* _TASK TO CARRY OUT_:
For the data below, restate word for word only the lines from the line containing "Target: toasted walnut crumble" through the line containing "Reviewer note: every instance of the metal fork", both ends included.

Point-per-instance localization data:
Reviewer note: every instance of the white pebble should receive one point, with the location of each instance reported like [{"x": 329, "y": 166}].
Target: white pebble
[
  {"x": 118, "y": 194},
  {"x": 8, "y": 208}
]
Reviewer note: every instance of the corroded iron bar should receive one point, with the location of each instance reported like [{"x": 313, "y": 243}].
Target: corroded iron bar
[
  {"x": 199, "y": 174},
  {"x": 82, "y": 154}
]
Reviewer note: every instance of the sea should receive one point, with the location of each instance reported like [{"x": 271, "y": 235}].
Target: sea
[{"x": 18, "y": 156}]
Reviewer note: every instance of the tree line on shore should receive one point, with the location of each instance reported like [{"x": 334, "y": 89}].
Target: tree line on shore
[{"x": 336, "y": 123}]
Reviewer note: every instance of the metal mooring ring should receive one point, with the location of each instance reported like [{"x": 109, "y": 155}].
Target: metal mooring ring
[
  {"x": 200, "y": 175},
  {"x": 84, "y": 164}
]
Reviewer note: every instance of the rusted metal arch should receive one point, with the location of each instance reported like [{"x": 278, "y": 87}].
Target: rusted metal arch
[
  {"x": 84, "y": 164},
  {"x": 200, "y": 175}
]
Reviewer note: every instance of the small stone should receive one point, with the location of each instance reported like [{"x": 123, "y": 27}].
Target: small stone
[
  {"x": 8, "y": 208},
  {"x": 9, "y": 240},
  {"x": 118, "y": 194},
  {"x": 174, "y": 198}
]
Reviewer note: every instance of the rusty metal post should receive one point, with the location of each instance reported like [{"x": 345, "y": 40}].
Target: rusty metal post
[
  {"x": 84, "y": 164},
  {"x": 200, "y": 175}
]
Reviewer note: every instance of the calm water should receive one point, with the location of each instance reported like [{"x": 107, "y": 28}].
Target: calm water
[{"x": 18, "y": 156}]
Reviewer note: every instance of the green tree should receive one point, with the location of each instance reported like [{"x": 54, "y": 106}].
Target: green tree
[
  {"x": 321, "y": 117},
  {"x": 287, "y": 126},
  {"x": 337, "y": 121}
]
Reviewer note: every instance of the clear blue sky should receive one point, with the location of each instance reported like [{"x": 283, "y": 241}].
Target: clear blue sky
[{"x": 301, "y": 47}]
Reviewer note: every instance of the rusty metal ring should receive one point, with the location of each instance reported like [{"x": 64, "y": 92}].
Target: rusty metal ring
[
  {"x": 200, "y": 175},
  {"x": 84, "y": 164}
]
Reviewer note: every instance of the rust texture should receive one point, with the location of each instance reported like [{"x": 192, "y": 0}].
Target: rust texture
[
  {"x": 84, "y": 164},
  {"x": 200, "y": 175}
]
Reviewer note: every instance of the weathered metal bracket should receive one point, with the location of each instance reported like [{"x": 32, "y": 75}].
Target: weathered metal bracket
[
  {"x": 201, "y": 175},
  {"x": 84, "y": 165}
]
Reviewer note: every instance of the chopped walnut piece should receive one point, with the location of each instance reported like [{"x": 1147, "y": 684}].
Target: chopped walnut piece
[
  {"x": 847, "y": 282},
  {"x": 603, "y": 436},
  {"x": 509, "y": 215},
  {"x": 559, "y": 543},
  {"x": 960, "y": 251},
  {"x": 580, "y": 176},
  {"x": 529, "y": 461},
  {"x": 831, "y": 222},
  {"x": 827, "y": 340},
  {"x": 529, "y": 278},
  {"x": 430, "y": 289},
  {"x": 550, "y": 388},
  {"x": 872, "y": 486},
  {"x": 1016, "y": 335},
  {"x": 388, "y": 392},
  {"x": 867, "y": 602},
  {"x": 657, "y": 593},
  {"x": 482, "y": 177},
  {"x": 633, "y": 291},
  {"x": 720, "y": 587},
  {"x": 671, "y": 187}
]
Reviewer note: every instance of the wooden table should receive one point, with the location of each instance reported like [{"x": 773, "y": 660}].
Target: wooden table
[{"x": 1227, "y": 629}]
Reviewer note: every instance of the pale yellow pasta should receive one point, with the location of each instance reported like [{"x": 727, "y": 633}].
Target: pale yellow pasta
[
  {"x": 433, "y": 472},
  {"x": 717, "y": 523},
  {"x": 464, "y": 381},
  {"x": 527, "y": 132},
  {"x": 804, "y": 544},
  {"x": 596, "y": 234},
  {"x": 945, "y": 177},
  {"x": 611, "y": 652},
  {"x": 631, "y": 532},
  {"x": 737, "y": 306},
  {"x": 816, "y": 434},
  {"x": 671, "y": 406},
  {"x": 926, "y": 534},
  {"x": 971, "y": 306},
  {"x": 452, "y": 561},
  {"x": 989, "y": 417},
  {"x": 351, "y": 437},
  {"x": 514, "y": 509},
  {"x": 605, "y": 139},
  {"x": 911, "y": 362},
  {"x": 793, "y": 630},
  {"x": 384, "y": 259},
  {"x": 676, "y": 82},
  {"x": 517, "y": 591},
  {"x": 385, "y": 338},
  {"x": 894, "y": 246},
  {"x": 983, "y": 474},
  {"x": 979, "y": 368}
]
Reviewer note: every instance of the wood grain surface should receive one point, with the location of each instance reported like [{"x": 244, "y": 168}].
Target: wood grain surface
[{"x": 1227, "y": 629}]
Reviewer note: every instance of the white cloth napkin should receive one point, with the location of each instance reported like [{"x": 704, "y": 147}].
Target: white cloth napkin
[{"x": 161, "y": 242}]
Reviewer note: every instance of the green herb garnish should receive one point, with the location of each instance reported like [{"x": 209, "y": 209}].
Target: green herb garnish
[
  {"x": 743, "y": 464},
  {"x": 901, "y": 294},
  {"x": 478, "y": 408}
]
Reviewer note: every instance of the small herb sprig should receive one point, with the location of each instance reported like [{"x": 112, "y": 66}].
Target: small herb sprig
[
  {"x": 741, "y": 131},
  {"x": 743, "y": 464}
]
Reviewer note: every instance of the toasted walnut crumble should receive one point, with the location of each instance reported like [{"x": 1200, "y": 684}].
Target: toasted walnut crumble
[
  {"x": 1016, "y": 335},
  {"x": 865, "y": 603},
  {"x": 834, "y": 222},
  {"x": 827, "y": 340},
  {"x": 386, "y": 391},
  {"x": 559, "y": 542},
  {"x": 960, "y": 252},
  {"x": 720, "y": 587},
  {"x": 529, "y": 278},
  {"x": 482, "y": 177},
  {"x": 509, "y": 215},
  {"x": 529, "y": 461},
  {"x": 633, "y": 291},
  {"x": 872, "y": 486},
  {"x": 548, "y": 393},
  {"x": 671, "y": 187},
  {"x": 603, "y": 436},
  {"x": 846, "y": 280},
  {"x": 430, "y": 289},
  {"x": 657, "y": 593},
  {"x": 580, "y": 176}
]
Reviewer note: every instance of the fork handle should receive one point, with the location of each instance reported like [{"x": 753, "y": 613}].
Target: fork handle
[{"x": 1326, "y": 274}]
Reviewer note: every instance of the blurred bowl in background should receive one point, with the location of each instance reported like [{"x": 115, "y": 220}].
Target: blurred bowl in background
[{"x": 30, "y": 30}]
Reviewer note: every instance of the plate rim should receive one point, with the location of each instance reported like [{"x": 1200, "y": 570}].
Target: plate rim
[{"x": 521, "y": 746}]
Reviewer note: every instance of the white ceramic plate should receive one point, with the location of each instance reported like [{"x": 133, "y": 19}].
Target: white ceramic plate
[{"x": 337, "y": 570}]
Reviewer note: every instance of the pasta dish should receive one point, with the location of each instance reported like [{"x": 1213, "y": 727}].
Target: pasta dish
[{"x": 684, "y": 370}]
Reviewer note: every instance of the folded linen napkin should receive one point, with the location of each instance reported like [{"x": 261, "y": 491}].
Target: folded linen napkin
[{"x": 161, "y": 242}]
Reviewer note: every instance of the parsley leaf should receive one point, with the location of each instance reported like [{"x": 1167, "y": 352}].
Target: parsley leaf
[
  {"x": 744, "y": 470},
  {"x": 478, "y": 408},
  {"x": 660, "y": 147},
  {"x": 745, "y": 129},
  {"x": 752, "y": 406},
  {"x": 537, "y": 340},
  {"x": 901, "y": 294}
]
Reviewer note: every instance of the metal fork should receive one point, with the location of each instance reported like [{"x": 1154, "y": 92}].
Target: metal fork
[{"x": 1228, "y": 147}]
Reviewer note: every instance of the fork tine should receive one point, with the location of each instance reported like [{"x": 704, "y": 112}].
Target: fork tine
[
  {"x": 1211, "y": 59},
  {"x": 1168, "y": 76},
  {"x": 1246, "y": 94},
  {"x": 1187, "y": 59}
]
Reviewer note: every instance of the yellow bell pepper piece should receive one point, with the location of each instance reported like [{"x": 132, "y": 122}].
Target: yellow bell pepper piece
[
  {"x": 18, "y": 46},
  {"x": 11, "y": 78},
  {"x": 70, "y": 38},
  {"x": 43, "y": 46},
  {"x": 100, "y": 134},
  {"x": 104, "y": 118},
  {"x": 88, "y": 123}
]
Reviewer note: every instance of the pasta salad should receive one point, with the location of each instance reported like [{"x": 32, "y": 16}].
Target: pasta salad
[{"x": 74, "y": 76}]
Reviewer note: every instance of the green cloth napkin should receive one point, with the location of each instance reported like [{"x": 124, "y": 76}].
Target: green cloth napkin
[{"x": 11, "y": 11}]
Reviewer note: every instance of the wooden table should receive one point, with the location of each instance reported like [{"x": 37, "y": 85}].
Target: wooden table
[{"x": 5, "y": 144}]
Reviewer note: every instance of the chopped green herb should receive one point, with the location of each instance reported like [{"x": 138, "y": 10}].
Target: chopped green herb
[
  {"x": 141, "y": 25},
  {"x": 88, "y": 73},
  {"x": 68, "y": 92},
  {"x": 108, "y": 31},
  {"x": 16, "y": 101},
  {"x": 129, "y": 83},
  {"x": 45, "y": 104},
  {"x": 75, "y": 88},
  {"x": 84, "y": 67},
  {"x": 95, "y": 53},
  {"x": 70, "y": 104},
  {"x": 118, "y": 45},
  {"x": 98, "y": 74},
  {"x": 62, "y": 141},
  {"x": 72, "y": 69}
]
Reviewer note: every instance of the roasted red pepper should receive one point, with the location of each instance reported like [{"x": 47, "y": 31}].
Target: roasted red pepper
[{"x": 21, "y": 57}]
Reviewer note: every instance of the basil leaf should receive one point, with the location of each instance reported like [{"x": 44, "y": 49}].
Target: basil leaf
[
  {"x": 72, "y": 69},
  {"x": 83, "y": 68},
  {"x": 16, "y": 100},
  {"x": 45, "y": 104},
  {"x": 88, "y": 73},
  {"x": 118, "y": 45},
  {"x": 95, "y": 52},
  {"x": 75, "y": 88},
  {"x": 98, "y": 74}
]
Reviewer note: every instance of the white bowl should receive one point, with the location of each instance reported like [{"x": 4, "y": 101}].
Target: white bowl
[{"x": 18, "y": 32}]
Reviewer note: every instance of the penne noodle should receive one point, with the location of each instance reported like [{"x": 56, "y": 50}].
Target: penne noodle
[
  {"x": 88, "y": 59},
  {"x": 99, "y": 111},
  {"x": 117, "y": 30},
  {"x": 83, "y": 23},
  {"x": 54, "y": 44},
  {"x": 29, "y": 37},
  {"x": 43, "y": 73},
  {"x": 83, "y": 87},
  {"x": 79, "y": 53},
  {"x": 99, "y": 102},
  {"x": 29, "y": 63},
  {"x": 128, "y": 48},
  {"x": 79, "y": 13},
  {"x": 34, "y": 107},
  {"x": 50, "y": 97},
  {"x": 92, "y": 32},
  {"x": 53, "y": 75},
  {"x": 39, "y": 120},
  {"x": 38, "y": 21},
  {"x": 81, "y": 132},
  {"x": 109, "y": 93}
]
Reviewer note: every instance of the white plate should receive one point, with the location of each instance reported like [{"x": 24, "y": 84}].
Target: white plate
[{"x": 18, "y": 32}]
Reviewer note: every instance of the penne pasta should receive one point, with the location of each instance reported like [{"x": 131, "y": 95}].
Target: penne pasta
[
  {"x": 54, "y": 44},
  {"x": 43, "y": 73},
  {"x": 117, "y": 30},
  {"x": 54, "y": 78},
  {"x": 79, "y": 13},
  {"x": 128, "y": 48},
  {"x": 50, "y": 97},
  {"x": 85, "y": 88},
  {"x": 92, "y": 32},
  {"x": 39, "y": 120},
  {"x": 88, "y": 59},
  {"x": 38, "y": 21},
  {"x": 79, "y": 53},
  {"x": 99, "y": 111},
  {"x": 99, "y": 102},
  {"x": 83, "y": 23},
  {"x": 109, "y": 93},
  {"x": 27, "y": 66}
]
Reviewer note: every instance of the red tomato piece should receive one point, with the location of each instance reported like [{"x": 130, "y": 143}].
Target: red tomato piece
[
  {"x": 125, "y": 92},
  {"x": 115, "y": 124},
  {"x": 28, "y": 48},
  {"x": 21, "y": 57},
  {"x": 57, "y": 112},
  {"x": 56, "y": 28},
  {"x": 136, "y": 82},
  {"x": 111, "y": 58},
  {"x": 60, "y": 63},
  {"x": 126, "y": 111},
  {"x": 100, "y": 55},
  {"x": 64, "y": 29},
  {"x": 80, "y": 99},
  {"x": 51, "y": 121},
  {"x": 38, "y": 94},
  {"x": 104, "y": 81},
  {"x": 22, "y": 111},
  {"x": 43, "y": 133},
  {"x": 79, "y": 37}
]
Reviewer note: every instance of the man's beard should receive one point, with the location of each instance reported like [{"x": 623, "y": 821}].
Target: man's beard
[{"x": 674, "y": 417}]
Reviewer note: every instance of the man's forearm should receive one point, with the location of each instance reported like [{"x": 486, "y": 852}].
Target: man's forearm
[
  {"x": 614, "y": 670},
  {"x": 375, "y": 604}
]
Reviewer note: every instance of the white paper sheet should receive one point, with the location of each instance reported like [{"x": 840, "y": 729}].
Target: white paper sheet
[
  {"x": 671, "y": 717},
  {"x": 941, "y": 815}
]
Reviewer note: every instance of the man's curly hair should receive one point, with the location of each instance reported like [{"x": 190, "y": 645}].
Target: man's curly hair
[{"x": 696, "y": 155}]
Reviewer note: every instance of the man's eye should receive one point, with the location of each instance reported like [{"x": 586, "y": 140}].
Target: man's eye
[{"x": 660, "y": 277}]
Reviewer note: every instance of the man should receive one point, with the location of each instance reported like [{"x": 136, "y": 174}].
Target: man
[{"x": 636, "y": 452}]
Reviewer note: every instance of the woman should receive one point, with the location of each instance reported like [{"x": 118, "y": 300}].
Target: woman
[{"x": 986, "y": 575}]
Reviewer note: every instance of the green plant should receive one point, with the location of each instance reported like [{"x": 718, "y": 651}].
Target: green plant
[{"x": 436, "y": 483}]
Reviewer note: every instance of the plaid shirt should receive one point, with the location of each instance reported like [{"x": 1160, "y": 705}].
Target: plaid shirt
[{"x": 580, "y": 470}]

* _EXERCISE ANSWER_:
Target: toasted walnut crumble
[
  {"x": 1016, "y": 335},
  {"x": 865, "y": 603},
  {"x": 834, "y": 222},
  {"x": 827, "y": 340},
  {"x": 386, "y": 391},
  {"x": 559, "y": 542},
  {"x": 960, "y": 252},
  {"x": 720, "y": 587},
  {"x": 529, "y": 278},
  {"x": 482, "y": 177},
  {"x": 509, "y": 215},
  {"x": 529, "y": 461},
  {"x": 633, "y": 291},
  {"x": 872, "y": 486},
  {"x": 548, "y": 393},
  {"x": 671, "y": 187},
  {"x": 603, "y": 436},
  {"x": 846, "y": 280},
  {"x": 430, "y": 289},
  {"x": 657, "y": 593},
  {"x": 580, "y": 176}
]
Reviewer note: every instance of the fork handle should receive one point, with the location of each instance reported like [{"x": 753, "y": 613}].
Target: fork handle
[{"x": 1326, "y": 274}]
Reviewer note: every instance of the blurred bowl in background should receive one point, with the location of each instance reported like [{"x": 115, "y": 220}].
Target: blurred bowl in background
[{"x": 30, "y": 30}]
Reviewer note: every instance of the plate rim should receive one point, with the location of each instance reported like [{"x": 1200, "y": 570}].
Target: plate rim
[{"x": 521, "y": 746}]
Reviewer note: every instance of the white ceramic plate should receive one point, with the location of each instance reported like [{"x": 133, "y": 19}].
Target: white ceramic plate
[{"x": 337, "y": 570}]
Reviewer note: every instance of the pasta dish should receive one point, with the location of each instance reported like [{"x": 1213, "y": 727}].
Target: pasta dish
[{"x": 684, "y": 370}]
Reviewer note: every instance of the folded linen napkin should receive one point, with the location of each instance reported like [{"x": 261, "y": 491}].
Target: folded linen napkin
[{"x": 161, "y": 242}]
Reviewer note: every instance of the parsley leaf should receive one point, with the location of each instance reported like [{"x": 1167, "y": 352}].
Target: parsley leaf
[
  {"x": 744, "y": 470},
  {"x": 478, "y": 408},
  {"x": 660, "y": 147},
  {"x": 745, "y": 129},
  {"x": 752, "y": 406},
  {"x": 537, "y": 340},
  {"x": 901, "y": 294}
]
Reviewer note: every instance of the metal fork should receive one point, with the location of each instance reported like [{"x": 1154, "y": 92}].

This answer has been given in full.